[[ SOURCE DATA open ]]

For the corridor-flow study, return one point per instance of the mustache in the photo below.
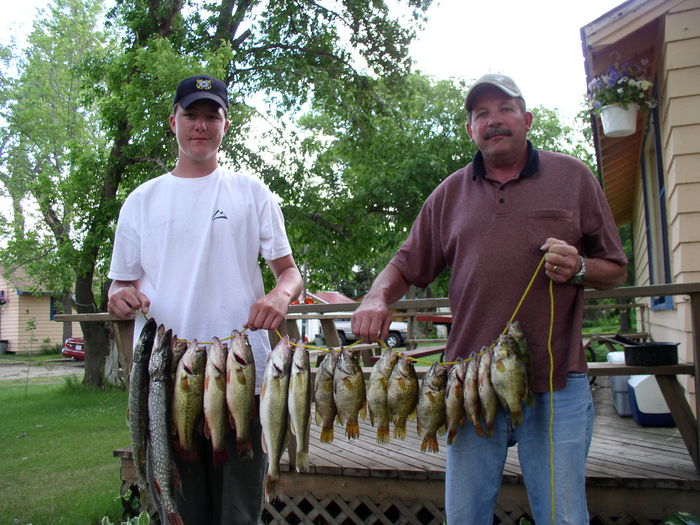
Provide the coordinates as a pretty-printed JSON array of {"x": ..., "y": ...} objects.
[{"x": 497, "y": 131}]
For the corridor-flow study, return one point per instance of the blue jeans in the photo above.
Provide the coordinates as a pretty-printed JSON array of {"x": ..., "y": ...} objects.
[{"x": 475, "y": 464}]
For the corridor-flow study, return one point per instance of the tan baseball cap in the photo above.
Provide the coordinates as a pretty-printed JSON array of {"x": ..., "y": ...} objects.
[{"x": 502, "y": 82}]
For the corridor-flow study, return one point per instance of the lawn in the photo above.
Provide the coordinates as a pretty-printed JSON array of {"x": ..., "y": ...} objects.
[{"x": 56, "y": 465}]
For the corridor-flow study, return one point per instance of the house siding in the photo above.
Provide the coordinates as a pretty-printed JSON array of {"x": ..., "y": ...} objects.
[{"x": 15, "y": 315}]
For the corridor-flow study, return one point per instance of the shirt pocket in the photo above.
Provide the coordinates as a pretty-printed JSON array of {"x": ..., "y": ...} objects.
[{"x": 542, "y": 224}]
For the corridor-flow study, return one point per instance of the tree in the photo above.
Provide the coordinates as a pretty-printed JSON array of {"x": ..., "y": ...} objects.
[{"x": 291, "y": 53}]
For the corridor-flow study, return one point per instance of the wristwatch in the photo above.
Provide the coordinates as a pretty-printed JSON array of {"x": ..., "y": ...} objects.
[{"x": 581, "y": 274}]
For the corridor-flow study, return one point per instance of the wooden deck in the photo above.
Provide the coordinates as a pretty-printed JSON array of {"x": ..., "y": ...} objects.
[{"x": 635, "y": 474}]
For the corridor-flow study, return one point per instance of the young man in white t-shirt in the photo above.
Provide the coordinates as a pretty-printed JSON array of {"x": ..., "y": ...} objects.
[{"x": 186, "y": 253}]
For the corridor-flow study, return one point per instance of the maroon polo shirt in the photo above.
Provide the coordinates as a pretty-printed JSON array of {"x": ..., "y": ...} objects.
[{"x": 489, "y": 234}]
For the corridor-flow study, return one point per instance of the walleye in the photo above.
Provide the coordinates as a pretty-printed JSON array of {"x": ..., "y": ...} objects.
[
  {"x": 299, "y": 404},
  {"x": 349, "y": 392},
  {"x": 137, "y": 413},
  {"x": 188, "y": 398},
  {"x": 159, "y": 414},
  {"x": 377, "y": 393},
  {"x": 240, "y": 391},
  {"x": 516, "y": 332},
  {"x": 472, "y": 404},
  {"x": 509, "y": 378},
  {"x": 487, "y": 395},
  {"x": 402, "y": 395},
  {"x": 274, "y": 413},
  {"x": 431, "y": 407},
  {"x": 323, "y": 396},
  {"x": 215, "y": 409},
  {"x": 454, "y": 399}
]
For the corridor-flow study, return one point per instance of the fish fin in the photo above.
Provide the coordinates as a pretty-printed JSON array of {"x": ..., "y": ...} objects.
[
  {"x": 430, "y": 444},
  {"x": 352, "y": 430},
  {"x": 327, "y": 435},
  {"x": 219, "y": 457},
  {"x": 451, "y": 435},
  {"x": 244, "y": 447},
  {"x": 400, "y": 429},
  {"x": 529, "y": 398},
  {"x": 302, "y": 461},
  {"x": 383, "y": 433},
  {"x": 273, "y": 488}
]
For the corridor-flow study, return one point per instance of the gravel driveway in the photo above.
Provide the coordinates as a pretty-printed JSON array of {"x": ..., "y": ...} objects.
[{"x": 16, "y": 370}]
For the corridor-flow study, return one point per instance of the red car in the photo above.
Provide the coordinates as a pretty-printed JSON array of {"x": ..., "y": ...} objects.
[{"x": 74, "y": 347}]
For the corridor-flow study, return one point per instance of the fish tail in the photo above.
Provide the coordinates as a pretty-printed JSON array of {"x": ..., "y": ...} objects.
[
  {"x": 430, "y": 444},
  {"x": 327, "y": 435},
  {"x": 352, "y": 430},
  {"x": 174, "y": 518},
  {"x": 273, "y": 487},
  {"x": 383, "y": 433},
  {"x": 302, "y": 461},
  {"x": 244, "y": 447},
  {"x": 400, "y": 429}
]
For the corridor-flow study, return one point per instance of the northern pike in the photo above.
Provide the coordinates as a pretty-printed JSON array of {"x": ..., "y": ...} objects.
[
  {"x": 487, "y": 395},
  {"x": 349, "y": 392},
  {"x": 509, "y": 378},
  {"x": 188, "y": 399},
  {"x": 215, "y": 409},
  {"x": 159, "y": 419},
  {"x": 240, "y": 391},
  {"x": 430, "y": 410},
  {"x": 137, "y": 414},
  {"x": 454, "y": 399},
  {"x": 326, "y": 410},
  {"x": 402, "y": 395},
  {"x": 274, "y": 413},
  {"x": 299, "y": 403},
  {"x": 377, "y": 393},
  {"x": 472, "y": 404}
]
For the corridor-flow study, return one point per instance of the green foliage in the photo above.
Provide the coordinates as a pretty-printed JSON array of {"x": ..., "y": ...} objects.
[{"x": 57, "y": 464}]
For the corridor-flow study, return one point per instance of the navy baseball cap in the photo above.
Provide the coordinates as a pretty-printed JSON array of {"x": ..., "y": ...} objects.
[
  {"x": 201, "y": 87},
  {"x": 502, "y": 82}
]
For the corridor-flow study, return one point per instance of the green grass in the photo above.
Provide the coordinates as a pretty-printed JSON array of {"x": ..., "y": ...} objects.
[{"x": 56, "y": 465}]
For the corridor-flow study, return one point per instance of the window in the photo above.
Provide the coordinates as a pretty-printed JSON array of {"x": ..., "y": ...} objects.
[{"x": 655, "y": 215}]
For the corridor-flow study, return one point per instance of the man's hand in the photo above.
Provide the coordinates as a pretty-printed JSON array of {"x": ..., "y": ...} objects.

[[ SOURCE DATA closed ]]

Go through the material above, and wherever a line holds the word "fish", copy it.

For the corridor-flow study, return one point per instance of the fish fin in the photo above.
For the corridor-flow study, return one point per instance of the fish tail in the photo above.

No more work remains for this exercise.